== Passage

Thursday, October 22, 2009

There is no deal between the AMA and Obama, and "doctor's fix" does not count as part of health reform cost!

A few days ago the media started piping about the "doctor's fix" - Democrats have promised to cancel a plan to cut the fees that Medicare pays doctors by 21%. The cuts were scheduled for this January. The Washington Post claimed that the cancellation is planned to be passed separately from the reform bill so that Obama can hold up a fake promise of the reform not adding deficits to the budget. In exchange for this cancellation, Obama gains support from the AMA without breaking his promise. Over a ten-year period this “doctor’s fix” will cost $247 billion.

Now please read carefully - the above claim by the Washington Post (which has published more misleading, unsubstantiated articles of late) is false. Here, Maggie Mahar explained, very clearly, why.

With a little bit of digging, the Washington Post would have known that these proposed Medicare cuts were never actually performed even though they have always been budgeted in falsely during the Bush administration, simply because it is impossible to do. Part of the current problems with health care is that our current reimbursements are illogical, with important fields like primary care and palliative care underpaid, while other fields are overpaid. Blindly cutting reimbursements across the board is lazy and stupid - Problems with Medicare reimbursements are obviously complicated and require well thought-out, personalized, specific changes. If the Washington Post had done a little research, they would have known that suddenly accumulating all past unperformed cuts and execute it in one blow years later is a ridiculous idea, not to mention that Congress for all of those years never went through with it - why should they suddenly go through with a ridiculous idea at an even more ridiculous level (21%) now?

This makes me question - what type of irresponsible journalism led the Washington Post to make such false, inflammatory claim when a simple research would have shown that the claim is untrue?

More interestingly, watch this face-off between Maggie and Douglas Holtz-Eakin, a former director of the Congressional Budget Office, and a fellow at the Manhattan Institute. You can decide for yourself who to believe, but for me, Maggie obviously read the bills and knew exactly what she's talking about. She provided specific quotes and numbers that can be easily checked - she told you exactly how to check them. Holtz-Eakin, on the other hand, reverted to same memorized sentences and refused to directly address Maggie's rebuttal, because he didn't seem to know the issues inside out and therefore could not draw on hard facts and numbers to counter Maggie's comments.

I also have to criticize Lou Dobbs for his comments on the senators not reading the bills. He's trying to be tough and put Maggie on the spot but, really, that point is not relevant to the debate at hand and it's not even worth shouting and yelling about. Obviously, senators can't read every bill when each is thousands of pages long, so of course they rely on their staff to digest the bills for them, so that they can make decisions about myriad of issues and actually function. That's called delegation, and irrelevant attacks just so you can be tough is, for lack of a better word, stupid.

====
== Given data

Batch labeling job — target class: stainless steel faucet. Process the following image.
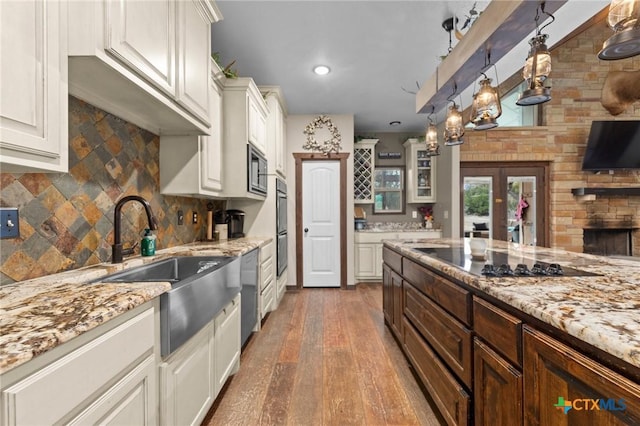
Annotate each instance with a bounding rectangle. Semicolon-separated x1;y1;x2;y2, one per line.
111;195;158;263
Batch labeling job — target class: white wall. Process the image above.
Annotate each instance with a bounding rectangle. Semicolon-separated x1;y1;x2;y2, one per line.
286;114;355;286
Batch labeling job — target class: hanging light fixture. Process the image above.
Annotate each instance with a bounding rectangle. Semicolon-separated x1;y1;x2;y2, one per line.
425;106;440;157
516;3;555;106
598;0;640;60
471;64;502;130
444;101;464;146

====

> [Work instruction]: In the post about the "doctor's fix," what two positions does Douglas Holtz-Eakin hold or has he held? These records come from a different source than the post.

> [Answer to the exercise]: He is a former director of the Congressional Budget Office and a fellow at the Manhattan Institute.